# WHAT TO PRODUCE:
Substitute "foreground clicks" for each "positive clicks" in all of the material below and give it back otherwise unchanged, without the pictures.

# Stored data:
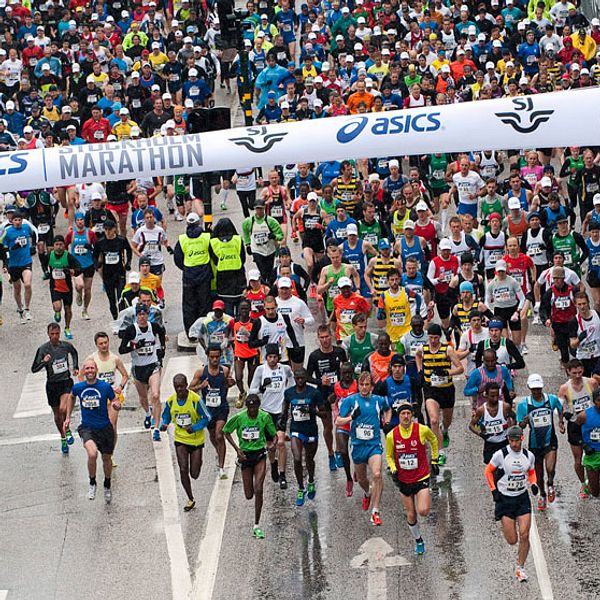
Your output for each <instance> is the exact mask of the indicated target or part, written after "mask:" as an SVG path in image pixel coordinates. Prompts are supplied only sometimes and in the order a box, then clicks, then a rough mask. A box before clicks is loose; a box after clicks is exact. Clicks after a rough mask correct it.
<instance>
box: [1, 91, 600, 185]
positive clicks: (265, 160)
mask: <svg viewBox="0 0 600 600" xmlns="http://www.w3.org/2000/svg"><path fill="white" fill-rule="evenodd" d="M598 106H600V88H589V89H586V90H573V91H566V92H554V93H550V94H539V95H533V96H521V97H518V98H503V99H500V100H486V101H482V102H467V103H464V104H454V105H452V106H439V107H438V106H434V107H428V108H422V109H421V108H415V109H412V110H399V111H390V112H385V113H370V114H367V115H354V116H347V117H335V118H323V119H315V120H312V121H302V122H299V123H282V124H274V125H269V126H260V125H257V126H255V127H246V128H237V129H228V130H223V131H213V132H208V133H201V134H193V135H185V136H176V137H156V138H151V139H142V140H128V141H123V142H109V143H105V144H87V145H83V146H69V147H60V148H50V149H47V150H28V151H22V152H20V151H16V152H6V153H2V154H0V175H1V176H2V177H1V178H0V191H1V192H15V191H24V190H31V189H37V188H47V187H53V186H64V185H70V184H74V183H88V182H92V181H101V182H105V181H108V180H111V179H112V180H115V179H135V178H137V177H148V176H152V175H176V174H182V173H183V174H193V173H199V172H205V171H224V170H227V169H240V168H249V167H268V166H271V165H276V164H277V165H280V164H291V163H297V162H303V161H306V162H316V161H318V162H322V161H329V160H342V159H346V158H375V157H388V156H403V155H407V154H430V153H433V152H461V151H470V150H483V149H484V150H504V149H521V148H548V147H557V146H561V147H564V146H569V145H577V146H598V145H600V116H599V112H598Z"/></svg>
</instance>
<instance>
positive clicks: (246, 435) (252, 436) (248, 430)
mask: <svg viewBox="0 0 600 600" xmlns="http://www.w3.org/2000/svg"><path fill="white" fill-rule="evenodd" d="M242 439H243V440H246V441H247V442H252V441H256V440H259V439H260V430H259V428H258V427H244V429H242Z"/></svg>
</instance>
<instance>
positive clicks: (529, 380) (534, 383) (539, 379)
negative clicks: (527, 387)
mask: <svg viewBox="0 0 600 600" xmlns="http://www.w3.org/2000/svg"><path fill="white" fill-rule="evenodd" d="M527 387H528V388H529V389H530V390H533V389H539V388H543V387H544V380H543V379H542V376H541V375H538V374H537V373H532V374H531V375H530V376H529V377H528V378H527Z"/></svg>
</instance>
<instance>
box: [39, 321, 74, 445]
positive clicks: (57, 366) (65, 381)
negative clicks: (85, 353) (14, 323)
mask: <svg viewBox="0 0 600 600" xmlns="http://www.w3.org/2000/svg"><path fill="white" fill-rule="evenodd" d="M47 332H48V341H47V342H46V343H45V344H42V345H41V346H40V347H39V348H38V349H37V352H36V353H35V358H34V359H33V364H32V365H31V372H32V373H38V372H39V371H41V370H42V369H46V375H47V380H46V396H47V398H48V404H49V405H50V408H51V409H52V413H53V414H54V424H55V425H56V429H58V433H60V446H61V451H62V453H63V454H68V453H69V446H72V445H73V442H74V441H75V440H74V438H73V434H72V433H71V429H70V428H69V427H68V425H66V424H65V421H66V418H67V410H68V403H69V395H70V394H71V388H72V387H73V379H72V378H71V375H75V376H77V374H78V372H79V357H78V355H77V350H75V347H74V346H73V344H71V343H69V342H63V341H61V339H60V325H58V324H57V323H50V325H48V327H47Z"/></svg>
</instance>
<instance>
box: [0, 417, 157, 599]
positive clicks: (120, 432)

# RESPONSE TO THIS EXERCISE:
Your output for each <instance> is the exact mask of the indicated target or part, written after "mask:" as an SVG path in image pixel coordinates. Prompts are supplied only sometimes and in the order a box, then clicks, then a rough mask. A box before clicks is loose; a box after clicks is exact. Clicks after a rough mask correct it.
<instance>
box: [1, 91, 600, 185]
foreground clicks: (265, 160)
mask: <svg viewBox="0 0 600 600" xmlns="http://www.w3.org/2000/svg"><path fill="white" fill-rule="evenodd" d="M598 106H600V88H589V89H586V90H573V91H566V92H554V93H550V94H539V95H533V96H521V97H518V98H503V99H500V100H486V101H482V102H467V103H464V104H454V105H452V106H439V107H438V106H434V107H428V108H422V109H421V108H415V109H412V110H399V111H390V112H385V113H370V114H367V115H354V116H347V117H335V118H323V119H315V120H312V121H302V122H299V123H282V124H274V125H269V126H260V125H257V126H255V127H246V128H237V129H228V130H223V131H213V132H208V133H201V134H193V135H185V136H176V137H156V138H151V139H142V140H128V141H123V142H109V143H105V144H87V145H83V146H69V147H60V148H50V149H47V150H28V151H22V152H20V151H16V152H6V153H2V154H0V175H1V176H2V177H1V178H0V191H1V192H15V191H24V190H31V189H37V188H47V187H53V186H64V185H70V184H74V183H88V182H92V181H101V182H105V181H108V180H111V179H112V180H115V179H135V178H137V177H148V176H152V175H176V174H182V173H183V174H193V173H199V172H205V171H224V170H227V169H240V168H249V167H268V166H271V165H276V164H277V165H280V164H291V163H297V162H303V161H306V162H316V161H318V162H322V161H329V160H342V159H346V158H375V157H388V156H403V155H407V154H430V153H433V152H461V151H470V150H483V149H484V150H504V149H521V148H548V147H557V146H561V147H564V146H569V145H577V146H598V145H600V116H599V112H598Z"/></svg>
</instance>
<instance>
foreground clicks: (246, 435) (252, 436) (248, 430)
mask: <svg viewBox="0 0 600 600" xmlns="http://www.w3.org/2000/svg"><path fill="white" fill-rule="evenodd" d="M242 439H243V440H246V441H247V442H252V441H256V440H259V439H260V430H259V428H258V427H244V429H242Z"/></svg>
</instance>
<instance>
foreground clicks: (529, 380) (534, 383) (539, 379)
negative clicks: (527, 387)
mask: <svg viewBox="0 0 600 600" xmlns="http://www.w3.org/2000/svg"><path fill="white" fill-rule="evenodd" d="M527 387H528V388H529V389H530V390H533V389H539V388H543V387H544V380H543V379H542V376H541V375H538V374H537V373H532V374H531V375H530V376H529V377H528V378H527Z"/></svg>
</instance>
<instance>
box: [39, 321, 74, 445]
foreground clicks: (57, 366) (65, 381)
negative clicks: (85, 353) (14, 323)
mask: <svg viewBox="0 0 600 600" xmlns="http://www.w3.org/2000/svg"><path fill="white" fill-rule="evenodd" d="M47 332H48V341H47V342H46V343H45V344H42V345H41V346H40V347H39V348H38V349H37V352H36V353H35V358H34V359H33V364H32V365H31V372H32V373H38V372H39V371H41V370H42V369H46V375H47V380H46V396H47V398H48V404H49V405H50V408H51V409H52V413H53V414H54V424H55V425H56V429H58V433H60V446H61V451H62V453H63V454H68V453H69V446H72V445H73V442H74V441H75V440H74V438H73V434H72V433H71V429H70V428H69V427H68V425H66V424H65V421H66V418H67V410H68V403H69V395H70V394H71V388H72V387H73V379H72V378H71V375H75V376H77V374H78V372H79V357H78V355H77V350H75V347H74V346H73V344H71V343H69V342H63V341H61V339H60V325H58V324H57V323H50V325H48V327H47Z"/></svg>
</instance>
<instance>
box: [0, 417, 157, 599]
foreground clicks: (120, 432)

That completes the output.